--- Required work ---
Present each line of the entries below that holds the word "white".

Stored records

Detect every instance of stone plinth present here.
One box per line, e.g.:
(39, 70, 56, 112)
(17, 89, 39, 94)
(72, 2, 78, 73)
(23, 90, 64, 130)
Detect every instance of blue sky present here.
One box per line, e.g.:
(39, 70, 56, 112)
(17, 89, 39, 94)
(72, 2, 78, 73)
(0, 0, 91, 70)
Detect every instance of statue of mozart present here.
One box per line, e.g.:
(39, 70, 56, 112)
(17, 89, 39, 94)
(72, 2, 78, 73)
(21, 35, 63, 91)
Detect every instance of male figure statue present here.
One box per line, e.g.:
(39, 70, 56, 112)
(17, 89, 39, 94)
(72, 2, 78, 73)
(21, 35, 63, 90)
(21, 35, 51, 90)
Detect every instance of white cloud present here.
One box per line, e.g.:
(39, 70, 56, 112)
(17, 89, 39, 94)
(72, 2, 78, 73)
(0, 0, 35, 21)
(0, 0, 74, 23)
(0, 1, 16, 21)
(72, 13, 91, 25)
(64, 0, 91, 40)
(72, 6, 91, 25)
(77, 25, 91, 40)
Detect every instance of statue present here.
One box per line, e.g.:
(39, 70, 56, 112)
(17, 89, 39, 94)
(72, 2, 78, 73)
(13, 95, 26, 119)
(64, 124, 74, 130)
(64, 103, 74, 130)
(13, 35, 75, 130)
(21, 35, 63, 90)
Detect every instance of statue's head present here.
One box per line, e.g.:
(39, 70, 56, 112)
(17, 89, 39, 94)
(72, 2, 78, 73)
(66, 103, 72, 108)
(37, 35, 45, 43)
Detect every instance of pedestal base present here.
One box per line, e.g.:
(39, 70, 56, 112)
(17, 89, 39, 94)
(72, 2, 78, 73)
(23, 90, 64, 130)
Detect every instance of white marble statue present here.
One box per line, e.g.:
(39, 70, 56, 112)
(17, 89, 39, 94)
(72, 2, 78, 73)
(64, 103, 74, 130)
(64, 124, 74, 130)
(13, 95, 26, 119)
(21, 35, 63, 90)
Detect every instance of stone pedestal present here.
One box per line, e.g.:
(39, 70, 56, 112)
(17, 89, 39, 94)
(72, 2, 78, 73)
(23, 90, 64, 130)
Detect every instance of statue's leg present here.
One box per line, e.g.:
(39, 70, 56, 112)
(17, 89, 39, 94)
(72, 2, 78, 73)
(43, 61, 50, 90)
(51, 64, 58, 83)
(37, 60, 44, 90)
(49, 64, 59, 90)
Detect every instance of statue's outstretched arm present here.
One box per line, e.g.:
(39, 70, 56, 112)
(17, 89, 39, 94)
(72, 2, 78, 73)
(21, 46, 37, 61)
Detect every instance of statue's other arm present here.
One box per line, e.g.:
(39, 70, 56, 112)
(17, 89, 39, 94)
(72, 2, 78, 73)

--- Response box ---
Detect every instance of white cloud present here.
Detect every instance of white marble statue present here.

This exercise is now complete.